--- Source information ---

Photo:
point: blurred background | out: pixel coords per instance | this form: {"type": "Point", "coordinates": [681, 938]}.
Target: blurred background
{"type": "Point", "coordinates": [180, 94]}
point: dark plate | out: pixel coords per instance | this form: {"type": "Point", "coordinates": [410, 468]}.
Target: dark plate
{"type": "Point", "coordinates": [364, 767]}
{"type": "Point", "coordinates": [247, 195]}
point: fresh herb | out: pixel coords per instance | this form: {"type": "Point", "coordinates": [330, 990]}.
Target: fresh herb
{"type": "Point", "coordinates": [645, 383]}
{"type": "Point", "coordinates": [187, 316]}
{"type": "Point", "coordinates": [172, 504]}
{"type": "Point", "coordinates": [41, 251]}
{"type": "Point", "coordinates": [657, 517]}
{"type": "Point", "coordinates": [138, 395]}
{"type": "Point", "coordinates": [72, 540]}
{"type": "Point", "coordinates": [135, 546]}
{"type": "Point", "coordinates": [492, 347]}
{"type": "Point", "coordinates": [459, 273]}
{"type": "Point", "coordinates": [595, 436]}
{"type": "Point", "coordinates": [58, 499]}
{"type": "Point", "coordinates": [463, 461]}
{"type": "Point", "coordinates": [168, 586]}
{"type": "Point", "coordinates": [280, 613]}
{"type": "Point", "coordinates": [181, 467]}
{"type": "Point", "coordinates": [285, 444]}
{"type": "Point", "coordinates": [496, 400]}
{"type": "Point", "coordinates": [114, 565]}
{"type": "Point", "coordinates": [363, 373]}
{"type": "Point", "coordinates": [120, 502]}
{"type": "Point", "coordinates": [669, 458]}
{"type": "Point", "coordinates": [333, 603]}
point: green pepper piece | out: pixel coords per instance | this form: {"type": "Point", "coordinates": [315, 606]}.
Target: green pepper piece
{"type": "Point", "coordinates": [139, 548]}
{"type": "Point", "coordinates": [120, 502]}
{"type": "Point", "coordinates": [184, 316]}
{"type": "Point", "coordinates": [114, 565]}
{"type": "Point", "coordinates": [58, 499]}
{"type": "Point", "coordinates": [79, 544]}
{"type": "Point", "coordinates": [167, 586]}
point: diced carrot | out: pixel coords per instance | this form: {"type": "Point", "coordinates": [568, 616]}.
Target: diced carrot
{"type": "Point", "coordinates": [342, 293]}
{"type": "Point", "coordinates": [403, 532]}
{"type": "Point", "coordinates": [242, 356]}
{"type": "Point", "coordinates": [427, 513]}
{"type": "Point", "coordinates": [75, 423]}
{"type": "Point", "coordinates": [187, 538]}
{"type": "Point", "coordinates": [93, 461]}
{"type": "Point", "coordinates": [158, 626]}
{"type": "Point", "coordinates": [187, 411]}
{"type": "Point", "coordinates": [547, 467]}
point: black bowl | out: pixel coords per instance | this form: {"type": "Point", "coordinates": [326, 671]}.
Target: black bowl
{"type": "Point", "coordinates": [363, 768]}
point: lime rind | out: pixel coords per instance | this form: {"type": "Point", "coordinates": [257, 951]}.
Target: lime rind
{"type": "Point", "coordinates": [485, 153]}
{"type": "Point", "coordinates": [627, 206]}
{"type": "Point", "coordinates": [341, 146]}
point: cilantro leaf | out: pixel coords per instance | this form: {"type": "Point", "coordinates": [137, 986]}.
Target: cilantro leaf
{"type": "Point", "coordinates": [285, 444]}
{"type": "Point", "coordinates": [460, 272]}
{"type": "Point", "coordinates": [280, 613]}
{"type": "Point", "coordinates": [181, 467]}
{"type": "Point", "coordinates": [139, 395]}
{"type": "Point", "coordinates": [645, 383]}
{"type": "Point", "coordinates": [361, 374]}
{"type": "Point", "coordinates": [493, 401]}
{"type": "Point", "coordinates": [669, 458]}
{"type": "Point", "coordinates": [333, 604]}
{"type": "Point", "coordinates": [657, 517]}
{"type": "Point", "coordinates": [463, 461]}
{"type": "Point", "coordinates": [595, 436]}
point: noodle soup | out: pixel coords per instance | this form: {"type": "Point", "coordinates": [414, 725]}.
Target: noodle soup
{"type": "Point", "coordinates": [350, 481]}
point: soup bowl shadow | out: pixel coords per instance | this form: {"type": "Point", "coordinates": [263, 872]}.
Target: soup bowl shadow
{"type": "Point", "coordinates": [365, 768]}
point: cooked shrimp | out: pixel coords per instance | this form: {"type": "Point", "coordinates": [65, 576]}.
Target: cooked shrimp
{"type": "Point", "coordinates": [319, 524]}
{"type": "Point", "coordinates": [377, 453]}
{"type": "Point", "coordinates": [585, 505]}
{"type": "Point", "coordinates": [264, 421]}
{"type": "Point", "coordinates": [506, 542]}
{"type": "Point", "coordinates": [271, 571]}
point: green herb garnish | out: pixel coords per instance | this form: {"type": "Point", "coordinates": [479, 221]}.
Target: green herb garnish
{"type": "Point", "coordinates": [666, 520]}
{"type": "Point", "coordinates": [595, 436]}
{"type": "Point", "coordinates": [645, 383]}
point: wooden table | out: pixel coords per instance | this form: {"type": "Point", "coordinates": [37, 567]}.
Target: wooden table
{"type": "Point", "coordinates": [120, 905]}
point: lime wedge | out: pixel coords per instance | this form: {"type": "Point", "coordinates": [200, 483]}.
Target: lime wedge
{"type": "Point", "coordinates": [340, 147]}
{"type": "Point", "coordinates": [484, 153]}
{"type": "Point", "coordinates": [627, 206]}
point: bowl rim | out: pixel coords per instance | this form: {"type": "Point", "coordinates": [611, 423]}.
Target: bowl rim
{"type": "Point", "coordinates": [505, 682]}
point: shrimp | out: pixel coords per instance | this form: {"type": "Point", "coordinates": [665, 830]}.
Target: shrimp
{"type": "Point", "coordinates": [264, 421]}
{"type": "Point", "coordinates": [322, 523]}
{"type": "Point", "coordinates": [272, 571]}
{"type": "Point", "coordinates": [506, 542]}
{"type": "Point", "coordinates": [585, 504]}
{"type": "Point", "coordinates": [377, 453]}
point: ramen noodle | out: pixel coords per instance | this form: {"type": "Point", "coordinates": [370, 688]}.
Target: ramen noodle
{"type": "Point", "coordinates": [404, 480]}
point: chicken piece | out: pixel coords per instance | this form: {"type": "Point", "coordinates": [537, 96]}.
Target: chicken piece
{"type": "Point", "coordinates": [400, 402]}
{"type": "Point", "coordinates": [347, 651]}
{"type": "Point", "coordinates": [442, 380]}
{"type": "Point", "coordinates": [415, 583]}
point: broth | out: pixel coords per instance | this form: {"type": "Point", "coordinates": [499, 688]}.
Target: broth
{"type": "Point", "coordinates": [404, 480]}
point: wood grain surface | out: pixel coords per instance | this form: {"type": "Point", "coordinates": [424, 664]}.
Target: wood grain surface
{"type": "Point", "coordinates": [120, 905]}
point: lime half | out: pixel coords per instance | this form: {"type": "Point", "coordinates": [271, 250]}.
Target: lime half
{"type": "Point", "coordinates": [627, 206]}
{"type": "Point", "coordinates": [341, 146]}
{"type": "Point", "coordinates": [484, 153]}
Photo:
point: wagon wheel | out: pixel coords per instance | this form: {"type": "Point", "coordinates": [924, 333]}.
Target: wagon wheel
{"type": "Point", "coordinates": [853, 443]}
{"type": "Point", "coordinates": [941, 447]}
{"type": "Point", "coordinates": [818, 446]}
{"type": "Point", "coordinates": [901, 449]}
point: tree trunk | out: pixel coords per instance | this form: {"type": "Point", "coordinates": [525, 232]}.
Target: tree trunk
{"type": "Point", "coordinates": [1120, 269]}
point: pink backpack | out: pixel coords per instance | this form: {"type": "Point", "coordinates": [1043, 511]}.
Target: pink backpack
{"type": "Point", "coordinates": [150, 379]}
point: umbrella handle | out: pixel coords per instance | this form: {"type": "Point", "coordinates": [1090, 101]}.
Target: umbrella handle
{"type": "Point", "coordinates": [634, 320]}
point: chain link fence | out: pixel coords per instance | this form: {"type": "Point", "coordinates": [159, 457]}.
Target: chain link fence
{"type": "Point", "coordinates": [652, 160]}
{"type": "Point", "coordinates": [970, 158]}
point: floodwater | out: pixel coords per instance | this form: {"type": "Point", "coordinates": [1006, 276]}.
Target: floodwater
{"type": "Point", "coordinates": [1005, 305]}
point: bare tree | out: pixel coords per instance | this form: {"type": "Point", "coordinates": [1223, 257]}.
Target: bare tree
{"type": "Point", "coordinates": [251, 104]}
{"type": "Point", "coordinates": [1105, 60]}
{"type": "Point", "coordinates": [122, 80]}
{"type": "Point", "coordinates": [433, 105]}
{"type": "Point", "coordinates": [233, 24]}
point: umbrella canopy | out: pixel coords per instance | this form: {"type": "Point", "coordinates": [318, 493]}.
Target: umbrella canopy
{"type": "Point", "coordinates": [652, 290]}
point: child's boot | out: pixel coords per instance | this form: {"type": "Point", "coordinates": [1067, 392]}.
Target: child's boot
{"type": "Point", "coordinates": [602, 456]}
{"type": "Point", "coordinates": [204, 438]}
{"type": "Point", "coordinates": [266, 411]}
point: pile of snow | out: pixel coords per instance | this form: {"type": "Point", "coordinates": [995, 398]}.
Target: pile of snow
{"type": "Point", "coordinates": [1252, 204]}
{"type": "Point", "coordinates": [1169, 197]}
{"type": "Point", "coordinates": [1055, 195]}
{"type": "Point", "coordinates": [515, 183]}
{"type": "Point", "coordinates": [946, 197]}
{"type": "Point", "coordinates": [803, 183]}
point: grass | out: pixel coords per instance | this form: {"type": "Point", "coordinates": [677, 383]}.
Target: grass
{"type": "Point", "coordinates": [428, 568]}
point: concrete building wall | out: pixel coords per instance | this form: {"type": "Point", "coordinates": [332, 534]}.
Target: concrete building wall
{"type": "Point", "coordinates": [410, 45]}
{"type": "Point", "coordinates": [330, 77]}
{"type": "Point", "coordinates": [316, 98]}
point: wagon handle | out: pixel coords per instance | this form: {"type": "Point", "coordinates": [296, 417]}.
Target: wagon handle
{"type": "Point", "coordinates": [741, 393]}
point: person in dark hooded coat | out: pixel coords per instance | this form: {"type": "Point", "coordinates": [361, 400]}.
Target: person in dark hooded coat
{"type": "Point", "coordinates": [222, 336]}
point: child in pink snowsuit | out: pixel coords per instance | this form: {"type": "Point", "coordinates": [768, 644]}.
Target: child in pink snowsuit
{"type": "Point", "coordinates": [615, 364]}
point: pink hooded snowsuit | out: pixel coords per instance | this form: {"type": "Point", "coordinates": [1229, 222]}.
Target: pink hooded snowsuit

---

§ **The problem**
Return only the part of the records above that opens with the line containing "Target: cooked shrimp" and closes with the line containing "point: lime wedge", ends included.

§ **Finished exercise**
Target: cooked shrimp
{"type": "Point", "coordinates": [319, 524]}
{"type": "Point", "coordinates": [377, 453]}
{"type": "Point", "coordinates": [585, 505]}
{"type": "Point", "coordinates": [264, 421]}
{"type": "Point", "coordinates": [506, 542]}
{"type": "Point", "coordinates": [271, 571]}
point: green herb garnish | out: pixel coords per instance | this form: {"type": "Point", "coordinates": [479, 221]}.
Target: green herb garnish
{"type": "Point", "coordinates": [666, 520]}
{"type": "Point", "coordinates": [595, 436]}
{"type": "Point", "coordinates": [645, 383]}
point: wooden table | out: pixel coords per instance | this form: {"type": "Point", "coordinates": [37, 567]}.
Target: wooden table
{"type": "Point", "coordinates": [120, 905]}
point: lime wedge | out: pixel coords per instance | this form: {"type": "Point", "coordinates": [200, 483]}.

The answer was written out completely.